* [Instruction]: Give back the records below word for word, beginning at their first line and stopping after the line that contains "[(12, 733), (87, 682), (36, 392)]", with both of those lines included. Leave the pictures out of your answer.

* [Provided data]:

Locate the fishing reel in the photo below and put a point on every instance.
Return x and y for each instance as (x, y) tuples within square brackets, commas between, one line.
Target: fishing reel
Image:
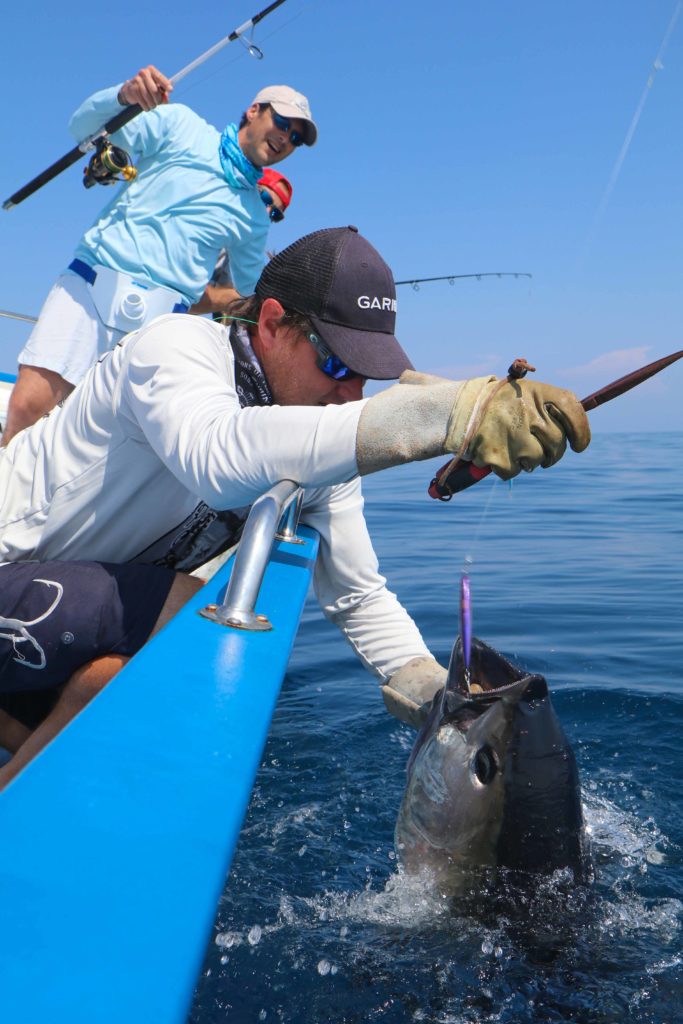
[(109, 164)]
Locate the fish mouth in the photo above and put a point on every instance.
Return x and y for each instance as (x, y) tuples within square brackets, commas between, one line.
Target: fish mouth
[(492, 678)]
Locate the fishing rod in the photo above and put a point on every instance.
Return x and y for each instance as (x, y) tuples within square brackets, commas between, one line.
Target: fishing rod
[(459, 473), (116, 161), (451, 278), (22, 316)]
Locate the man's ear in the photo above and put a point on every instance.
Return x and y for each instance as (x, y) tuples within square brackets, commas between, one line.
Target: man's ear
[(269, 323)]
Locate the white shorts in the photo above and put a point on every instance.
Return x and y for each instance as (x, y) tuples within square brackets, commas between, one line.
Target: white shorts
[(69, 336)]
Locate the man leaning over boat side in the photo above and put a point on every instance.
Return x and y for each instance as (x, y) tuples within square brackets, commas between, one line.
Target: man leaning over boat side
[(154, 247), (186, 411)]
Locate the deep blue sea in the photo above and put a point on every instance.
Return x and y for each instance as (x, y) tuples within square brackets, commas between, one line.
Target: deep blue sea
[(578, 573)]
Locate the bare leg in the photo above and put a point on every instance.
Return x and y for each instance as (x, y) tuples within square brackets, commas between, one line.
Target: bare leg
[(12, 733), (87, 682), (36, 392)]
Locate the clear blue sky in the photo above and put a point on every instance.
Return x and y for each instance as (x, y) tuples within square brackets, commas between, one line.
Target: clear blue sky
[(460, 137)]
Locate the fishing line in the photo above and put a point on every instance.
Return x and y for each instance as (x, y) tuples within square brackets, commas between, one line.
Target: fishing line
[(656, 66)]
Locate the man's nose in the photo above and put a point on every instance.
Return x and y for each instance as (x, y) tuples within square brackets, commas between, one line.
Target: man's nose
[(350, 390)]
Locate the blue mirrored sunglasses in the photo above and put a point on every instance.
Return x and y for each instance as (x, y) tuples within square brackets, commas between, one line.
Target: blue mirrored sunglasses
[(330, 364), (274, 214), (284, 124)]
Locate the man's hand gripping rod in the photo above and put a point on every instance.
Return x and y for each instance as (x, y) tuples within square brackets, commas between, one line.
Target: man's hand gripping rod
[(126, 115), (458, 474)]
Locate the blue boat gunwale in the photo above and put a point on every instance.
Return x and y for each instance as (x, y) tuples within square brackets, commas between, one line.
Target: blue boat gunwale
[(118, 838)]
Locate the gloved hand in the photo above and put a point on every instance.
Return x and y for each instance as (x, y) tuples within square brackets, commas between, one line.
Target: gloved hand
[(409, 693), (516, 425), (509, 426)]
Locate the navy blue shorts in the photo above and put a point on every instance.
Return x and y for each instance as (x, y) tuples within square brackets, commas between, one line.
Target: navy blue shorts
[(56, 616)]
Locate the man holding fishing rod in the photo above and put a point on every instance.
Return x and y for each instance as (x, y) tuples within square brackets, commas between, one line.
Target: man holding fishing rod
[(186, 411), (153, 249)]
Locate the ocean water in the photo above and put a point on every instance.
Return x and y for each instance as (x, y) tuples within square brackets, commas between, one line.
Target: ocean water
[(578, 573)]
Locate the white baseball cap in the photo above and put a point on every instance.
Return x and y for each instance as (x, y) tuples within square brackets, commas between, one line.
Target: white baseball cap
[(290, 103)]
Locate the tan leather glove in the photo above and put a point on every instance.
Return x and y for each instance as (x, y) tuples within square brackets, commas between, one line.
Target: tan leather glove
[(517, 425), (409, 693), (507, 426)]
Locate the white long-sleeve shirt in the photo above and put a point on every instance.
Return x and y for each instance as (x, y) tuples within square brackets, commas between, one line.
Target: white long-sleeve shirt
[(156, 426)]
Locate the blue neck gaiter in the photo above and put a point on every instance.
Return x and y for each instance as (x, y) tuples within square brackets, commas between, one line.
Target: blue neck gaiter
[(239, 171)]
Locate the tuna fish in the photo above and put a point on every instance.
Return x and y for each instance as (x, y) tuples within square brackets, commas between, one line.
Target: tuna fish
[(492, 781)]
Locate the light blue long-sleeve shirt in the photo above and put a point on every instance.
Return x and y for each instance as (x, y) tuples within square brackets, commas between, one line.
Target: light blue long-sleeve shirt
[(170, 224)]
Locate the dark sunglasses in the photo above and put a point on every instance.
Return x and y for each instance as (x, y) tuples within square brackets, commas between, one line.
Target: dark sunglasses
[(274, 214), (284, 124), (330, 364)]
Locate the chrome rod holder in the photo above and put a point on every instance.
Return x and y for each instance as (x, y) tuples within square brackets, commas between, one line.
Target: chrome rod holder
[(290, 519), (250, 562)]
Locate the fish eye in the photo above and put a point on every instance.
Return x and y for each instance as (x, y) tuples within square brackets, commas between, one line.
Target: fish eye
[(484, 765)]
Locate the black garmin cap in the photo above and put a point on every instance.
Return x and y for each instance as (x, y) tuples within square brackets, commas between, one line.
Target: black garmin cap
[(342, 284)]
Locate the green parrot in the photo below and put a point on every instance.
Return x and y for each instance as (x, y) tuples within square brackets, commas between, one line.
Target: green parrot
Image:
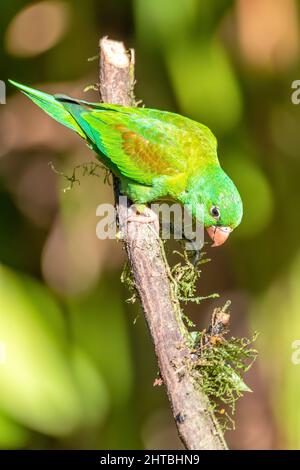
[(155, 154)]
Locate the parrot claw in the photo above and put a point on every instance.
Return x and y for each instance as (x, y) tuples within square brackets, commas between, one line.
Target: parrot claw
[(143, 215)]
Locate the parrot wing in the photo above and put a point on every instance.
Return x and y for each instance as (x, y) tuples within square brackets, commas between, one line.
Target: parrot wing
[(138, 143)]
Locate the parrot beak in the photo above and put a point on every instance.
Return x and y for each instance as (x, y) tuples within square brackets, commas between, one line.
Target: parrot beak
[(219, 235)]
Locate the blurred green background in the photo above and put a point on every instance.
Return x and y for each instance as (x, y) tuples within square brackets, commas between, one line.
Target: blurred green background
[(76, 369)]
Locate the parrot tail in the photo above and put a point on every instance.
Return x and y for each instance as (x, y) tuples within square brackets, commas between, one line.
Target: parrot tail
[(53, 105)]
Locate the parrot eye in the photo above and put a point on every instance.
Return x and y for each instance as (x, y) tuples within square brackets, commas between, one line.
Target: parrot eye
[(215, 212)]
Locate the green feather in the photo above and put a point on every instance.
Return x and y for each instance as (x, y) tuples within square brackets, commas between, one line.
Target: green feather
[(156, 154)]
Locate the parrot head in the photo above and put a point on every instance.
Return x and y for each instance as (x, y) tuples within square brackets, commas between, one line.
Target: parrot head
[(221, 202)]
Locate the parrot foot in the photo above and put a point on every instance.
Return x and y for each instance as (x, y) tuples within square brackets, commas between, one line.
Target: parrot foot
[(143, 215)]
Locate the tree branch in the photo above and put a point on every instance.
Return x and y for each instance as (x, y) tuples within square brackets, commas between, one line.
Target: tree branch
[(196, 424)]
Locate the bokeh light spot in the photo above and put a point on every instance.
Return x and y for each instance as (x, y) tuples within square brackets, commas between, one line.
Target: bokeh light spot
[(37, 28)]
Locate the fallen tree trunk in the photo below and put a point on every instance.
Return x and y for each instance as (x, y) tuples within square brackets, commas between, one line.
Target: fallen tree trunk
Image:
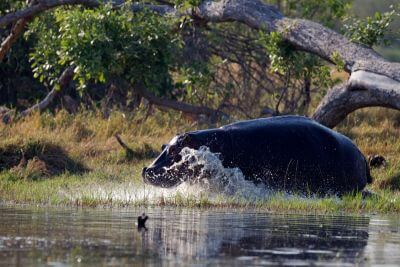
[(373, 80)]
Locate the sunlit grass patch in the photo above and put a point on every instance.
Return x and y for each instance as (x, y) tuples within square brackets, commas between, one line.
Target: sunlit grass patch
[(113, 178)]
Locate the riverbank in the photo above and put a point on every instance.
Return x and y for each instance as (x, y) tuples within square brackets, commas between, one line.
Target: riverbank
[(63, 159)]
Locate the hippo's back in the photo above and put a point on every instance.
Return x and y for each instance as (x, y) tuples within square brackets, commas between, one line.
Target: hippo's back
[(297, 153)]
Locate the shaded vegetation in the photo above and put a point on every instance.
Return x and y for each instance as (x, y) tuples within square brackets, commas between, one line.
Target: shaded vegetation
[(89, 139)]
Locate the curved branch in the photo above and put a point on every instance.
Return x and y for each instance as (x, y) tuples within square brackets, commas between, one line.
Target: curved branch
[(378, 78), (359, 92)]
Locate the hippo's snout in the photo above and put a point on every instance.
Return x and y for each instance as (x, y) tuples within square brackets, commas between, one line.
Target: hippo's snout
[(144, 172)]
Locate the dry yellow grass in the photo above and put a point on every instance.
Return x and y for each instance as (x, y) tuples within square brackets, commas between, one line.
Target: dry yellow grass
[(88, 139)]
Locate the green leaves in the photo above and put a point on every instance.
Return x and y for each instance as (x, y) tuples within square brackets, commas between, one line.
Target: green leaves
[(371, 30), (103, 43)]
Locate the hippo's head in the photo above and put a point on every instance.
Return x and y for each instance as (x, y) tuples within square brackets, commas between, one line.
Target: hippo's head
[(160, 173), (165, 172)]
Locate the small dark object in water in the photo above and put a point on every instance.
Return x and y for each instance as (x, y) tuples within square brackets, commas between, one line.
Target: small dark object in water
[(376, 161), (142, 221), (289, 153)]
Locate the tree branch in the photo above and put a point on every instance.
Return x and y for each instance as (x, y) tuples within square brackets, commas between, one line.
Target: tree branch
[(378, 78)]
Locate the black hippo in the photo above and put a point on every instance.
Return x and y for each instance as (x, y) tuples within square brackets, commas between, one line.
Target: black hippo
[(290, 153)]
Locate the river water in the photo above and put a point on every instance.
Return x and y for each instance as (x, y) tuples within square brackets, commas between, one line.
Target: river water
[(37, 236)]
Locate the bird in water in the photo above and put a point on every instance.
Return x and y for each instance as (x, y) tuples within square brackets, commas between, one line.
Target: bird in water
[(142, 221)]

* [Exercise output]:
Locate the fishing reel in the photo below and put a point on every instance.
Return x and y for each instance as (x, y) tuples within square brackets, commas between, one line.
Target: fishing reel
Image:
[(109, 164)]
Locate the fish mouth in the photo above and put a point on every instance.
Return x and y for each instance as (x, y) tuples within square brackets, commas between, one line.
Target: fish mouth
[(492, 678)]
Locate the fishing rod in the photo above and put a point on every instance.
Return x and y for each instance as (x, y) tuples within square brackets, commas between, one line.
Target: fishing rod
[(459, 473), (116, 161), (451, 278), (22, 316)]
Locate the man's ear in the photo above and put a point on every instance.
Return x and y for each instance as (x, y) tuples within square brackets, commas between, one line.
Target: man's ear
[(269, 323)]
Locate the white shorts in the photo above and put a point on every instance.
Return x and y for each instance as (x, y) tuples within square brackets, commas between, one line.
Target: white shorts
[(69, 336)]
Locate the man leaning over boat side in the photo above and put a point on every instance.
Return x and y for each instance as (x, y) tuples within square brackets, commas between, one line.
Target: man leaning over boat side
[(154, 247), (186, 411)]
Locate the deep blue sea in the photo above and put a point on every instance.
Return x and y for each instance as (x, y) tuples within square brackets, commas between, one line.
Target: deep blue sea
[(578, 573)]
Locate the bare leg in the photo above and put a point on every instance.
Return x and y for each instance as (x, y) tuples within square brackets, commas between, one line.
Target: bare leg
[(12, 733), (87, 682), (36, 392)]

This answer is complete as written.